*** QUOTED TEXT ***
Mrs ARMITAGE (Launceston) - I take this opportunity to commend the member for Murchison on her second reading speech. It was delivered with compassion and sincerity. If I could truly believe that passing this bill would alleviate all the pain, suffering and discrimination suffered by the gay community I would support this bill.

I also commend the members who have spoken and will not read out any of the emails or letters received as I feel that this has been amply covered by other members' contributions. Whilst I appreciate and respect the fact that I am elected to make a decision on behalf of my constituents, I believe that it is incumbent upon me to seek as many opinions as possible.

To date I have received in total well over 2 000 letters, emails and phone calls. I have done my very best to research and discuss this issue with as many people as possible in a variety of different forums and seek their views. Whilst there have been many in support of same-sex marriage in Tasmania the majority of the electors of Launceston that I have had contact with have been opposed to this bill for a variety of reasons.

I must say that most of the contacts have been respectful and I greatly appreciate the opinions from all areas that have been forthcoming. There was even a Facebook page set up for me by persons unknown, which gained quite a lot of attention.

One of the things that has concerned me greatly about this debate is the fact that people are referring to sides and asking which side you are on. I am not taking sides, I do not believe that there should be sides and I find this disappointing.
*** MATERIAL SUPPLIED ***
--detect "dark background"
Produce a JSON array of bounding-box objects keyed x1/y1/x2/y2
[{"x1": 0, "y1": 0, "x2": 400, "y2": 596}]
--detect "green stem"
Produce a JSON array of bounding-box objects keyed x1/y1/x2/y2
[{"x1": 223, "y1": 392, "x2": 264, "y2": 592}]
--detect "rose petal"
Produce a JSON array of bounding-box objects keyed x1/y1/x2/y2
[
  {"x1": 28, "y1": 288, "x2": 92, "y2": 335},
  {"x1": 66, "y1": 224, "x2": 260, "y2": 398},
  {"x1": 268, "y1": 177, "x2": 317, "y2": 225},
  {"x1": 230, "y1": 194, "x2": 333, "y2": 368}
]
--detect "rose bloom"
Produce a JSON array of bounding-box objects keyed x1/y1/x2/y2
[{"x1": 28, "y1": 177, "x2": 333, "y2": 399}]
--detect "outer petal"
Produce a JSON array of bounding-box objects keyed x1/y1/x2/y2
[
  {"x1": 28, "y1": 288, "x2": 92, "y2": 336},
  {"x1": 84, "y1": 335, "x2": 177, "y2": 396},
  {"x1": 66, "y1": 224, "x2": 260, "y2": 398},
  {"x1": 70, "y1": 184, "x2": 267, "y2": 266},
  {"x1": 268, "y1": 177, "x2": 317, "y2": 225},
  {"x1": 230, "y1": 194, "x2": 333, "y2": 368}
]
***
*** MATERIAL SUPPLIED ***
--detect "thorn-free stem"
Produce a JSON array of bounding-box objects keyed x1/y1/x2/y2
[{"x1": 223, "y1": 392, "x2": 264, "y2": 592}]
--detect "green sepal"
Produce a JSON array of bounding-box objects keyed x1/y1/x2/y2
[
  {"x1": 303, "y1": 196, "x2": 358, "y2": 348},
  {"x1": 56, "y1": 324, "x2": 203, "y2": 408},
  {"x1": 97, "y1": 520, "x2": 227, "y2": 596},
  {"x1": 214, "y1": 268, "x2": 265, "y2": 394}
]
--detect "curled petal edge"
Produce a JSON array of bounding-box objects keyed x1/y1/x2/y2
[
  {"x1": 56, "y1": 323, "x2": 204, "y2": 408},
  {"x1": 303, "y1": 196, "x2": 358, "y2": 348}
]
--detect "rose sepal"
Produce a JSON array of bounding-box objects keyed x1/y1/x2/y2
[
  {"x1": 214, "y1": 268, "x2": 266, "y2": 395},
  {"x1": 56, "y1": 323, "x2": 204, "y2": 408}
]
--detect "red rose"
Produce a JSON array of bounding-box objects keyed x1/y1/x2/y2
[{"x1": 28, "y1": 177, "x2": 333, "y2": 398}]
***
*** MATERIAL SUPPLIED ***
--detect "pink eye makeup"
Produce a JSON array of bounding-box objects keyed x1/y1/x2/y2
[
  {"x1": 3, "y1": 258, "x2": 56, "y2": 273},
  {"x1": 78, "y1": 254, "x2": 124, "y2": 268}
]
***
- WRITTEN INSTRUCTION 1
Reproduce the speech on the same-sex marriage bill word for word, from "I must say that" to "find this disappointing.".
- WRITTEN INSTRUCTION 2
Carry the speech on the same-sex marriage bill further, beginning after its final sentence.

- WRITTEN REPLY 1
I must say that most of the contacts have been respectful and I greatly appreciate the opinions from all areas that have been forthcoming. There was even a Facebook page set up for me by persons unknown, which gained quite a lot of attention.

One of the things that has concerned me greatly about this debate is the fact that people are referring to sides and asking which side you are on. I am not taking sides, I do not believe that there should be sides and I find this disappointing.

- WRITTEN REPLY 2
This is an extremely emotive issue in our community and it is worth noting that many of the emails and letters in support of this bill dealt with discrimination and people were sure that this would end if this bill passed. I have serious doubts this would be the case. I believe that this debate has been very worthwhile in bringing this issue to the forefront of the community and people are now thinking about the issue, whether opposing or in favour, and the fact that many same-sex couples are struggling with this and do not feel valued in our society.

It also makes you realise how many same-sex families there are in our community that are bringing up children. I appreciate the difficulty in explaining to children that their parents cannot marry.

I feel with this bill that it will be just as difficult if these families move to the mainland and explain to those same children the marriage was no longer legal as they had left Tasmania. How is this equal?

The Oxford Dictionary defines marriage as the term that applies to heterosexual couples in a formal legal union. In Australia the Marriage Act 1961 provides opposite-sex couples with the mechanism to formally and legally register their union. Likewise in Tasmania the Relationships Act 2003 provides same-sex couples with the mechanism to formally and legally register their union. Neither type of relationship is discriminated against under the law. Therefore it could be said that the only way that same-sex couples and heterosexual couples are differentiated - and I stress the word 'differentiated', not 'discriminated against' - is by the term used to define each relationship.

Marriage defines the union of a man and a woman and has done for centuries whereas the terms 'civil union' or 'deed of relationship' are used to define the union of same-sex couples. Relationships between same-sex couples and relationships between heterosexual couples are uniquely different but of equal worth.

While we should be celebrating and embracing the differences and the worth, that does not mean that they necessarily need to be termed the same. I think if we are honest we will recognise that the issue we should be debating is the fact that same-sex couples do not believe the current terms of 'civil union' or 'deed of relationship' are appropriate or acceptable. Perhaps rather than look at changing the Marriage Act, we need to come up with a more appropriate and acceptable term to define same-sex unions.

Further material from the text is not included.